-- START Provided material --
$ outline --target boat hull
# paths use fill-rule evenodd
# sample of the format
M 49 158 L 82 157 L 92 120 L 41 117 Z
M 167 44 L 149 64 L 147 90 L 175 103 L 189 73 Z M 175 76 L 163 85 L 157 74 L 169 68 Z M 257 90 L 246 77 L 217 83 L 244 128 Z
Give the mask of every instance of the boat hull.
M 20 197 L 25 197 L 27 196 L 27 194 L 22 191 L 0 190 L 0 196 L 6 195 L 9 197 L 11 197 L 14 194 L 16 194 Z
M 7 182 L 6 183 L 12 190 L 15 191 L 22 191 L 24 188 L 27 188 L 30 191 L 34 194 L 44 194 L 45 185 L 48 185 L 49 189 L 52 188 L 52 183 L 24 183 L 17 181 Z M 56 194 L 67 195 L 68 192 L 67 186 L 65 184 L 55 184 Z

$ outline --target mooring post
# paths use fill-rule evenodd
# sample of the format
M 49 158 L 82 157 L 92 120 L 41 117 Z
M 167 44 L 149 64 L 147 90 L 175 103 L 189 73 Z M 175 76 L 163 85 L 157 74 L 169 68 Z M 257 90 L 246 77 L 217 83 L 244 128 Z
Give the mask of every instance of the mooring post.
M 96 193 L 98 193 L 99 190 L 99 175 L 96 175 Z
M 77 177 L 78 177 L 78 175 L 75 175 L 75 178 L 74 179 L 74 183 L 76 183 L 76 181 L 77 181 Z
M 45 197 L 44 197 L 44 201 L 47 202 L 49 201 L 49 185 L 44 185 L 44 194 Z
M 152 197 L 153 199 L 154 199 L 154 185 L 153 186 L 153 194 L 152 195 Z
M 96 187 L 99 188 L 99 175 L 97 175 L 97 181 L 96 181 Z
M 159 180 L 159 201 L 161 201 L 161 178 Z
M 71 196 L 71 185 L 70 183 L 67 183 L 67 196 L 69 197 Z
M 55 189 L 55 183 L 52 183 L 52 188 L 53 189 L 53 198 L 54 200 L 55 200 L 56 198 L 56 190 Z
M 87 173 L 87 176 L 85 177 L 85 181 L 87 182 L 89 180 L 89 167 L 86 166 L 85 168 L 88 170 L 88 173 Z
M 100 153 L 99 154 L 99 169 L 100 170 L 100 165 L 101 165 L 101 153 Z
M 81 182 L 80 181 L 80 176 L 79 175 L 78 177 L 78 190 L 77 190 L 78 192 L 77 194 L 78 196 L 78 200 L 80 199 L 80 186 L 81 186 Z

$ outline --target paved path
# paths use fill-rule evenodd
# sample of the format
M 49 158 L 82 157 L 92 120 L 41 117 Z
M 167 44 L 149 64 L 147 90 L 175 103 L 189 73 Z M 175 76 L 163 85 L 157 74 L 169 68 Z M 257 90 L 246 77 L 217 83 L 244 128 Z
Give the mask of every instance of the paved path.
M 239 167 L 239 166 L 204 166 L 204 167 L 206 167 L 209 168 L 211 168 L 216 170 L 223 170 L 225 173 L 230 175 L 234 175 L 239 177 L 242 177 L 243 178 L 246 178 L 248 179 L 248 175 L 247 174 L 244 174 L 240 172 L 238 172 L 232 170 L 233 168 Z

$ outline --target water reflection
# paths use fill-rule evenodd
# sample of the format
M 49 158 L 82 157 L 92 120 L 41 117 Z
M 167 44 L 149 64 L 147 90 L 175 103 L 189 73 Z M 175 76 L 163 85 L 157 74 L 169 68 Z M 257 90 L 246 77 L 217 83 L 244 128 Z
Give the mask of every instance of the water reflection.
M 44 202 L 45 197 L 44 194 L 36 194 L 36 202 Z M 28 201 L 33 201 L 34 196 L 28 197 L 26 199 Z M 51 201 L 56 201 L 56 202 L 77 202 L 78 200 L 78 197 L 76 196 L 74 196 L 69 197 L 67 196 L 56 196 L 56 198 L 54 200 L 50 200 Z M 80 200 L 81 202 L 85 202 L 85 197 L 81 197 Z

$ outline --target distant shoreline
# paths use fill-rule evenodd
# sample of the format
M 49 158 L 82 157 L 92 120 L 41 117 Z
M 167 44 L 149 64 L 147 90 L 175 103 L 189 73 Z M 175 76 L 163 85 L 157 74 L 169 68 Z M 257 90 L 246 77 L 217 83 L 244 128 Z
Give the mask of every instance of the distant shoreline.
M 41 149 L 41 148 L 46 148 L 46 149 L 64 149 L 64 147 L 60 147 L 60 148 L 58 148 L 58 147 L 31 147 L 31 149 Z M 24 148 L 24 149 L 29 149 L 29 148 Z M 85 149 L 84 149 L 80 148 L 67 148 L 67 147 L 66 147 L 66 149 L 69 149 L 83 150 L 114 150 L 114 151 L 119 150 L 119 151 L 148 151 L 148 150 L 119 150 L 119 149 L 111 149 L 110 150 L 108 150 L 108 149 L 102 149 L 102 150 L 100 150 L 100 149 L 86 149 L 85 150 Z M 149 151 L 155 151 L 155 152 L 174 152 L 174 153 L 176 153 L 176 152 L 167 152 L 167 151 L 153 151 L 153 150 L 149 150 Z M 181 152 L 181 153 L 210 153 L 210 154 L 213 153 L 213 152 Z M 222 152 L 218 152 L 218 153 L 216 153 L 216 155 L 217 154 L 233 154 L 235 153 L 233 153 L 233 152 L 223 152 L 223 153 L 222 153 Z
-- END Provided material --
- Task to complete
Reproduce every line of the entries from the line containing "--target paved path" through the end of the entries, both ends included and the requests retained. Increase each coordinate in the answer outlines by 45, and leave the requests and the format samples unchanged.

- Reply
$ outline --target paved path
# paths use fill-rule evenodd
# sample of the format
M 49 158 L 82 157 L 92 120 L 41 117 Z
M 167 44 L 149 64 L 147 90 L 175 103 L 189 73 Z M 175 76 L 163 85 L 157 74 L 169 68 Z M 257 90 L 246 77 L 217 83 L 244 128 Z
Give the mask of every instance of the paved path.
M 284 212 L 284 211 L 249 211 L 249 212 L 251 212 L 254 213 L 256 213 L 261 215 L 268 215 L 270 218 L 275 220 L 279 220 L 284 222 L 287 222 L 288 223 L 291 223 L 293 224 L 293 220 L 292 219 L 289 219 L 285 217 L 283 217 L 277 215 L 278 213 Z

$ outline --target water reflection
# paths use fill-rule evenodd
# sample of the format
M 49 158 L 82 157 L 92 120 L 41 117 Z
M 167 44 L 149 64 L 147 90 L 175 103 L 189 73 Z M 175 76 L 163 85 L 157 74 L 169 68 Z M 257 90 L 246 77 L 217 83 L 244 128 Z
Give the mask of every instance of the water reflection.
M 89 247 L 90 242 L 89 239 L 81 239 L 81 247 Z M 73 246 L 78 246 L 79 241 L 73 242 L 71 244 Z M 96 246 L 101 246 L 101 247 L 122 247 L 123 245 L 123 242 L 121 241 L 119 241 L 114 242 L 112 241 L 101 241 L 101 243 L 99 245 L 95 245 Z M 125 245 L 126 247 L 130 247 L 130 242 L 126 242 Z

$ outline --target distant shoreline
# paths use fill-rule evenodd
# sample of the format
M 49 158 L 82 157 L 92 120 L 41 117 Z
M 167 44 L 149 64 L 147 90 L 175 103 L 189 73 Z M 175 76 L 163 85 L 157 74 L 169 68 Z M 257 90 L 246 77 L 217 83 L 244 128 Z
Give the mask of every instance of the distant shoreline.
M 86 194 L 86 193 L 91 193 L 91 194 L 109 194 L 109 192 L 105 192 L 105 193 L 103 193 L 103 192 L 76 192 L 76 194 Z M 69 193 L 69 194 L 74 194 L 74 193 Z M 130 194 L 129 194 L 125 193 L 112 193 L 112 192 L 111 192 L 111 194 L 114 194 L 128 195 L 159 195 L 159 196 L 164 195 L 164 196 L 193 196 L 193 195 L 164 195 L 164 194 L 156 194 L 155 195 L 153 195 L 153 194 L 147 194 L 147 195 L 145 195 L 145 194 L 131 194 L 130 195 Z M 194 196 L 200 196 L 200 197 L 219 197 L 219 198 L 221 198 L 221 197 L 212 197 L 212 196 L 198 196 L 198 195 L 194 195 Z M 226 197 L 226 198 L 255 198 L 255 199 L 258 198 L 258 197 Z M 267 197 L 263 197 L 263 198 L 261 198 L 261 200 L 262 199 L 278 199 L 280 198 L 278 198 L 278 197 L 268 197 L 268 198 L 267 198 Z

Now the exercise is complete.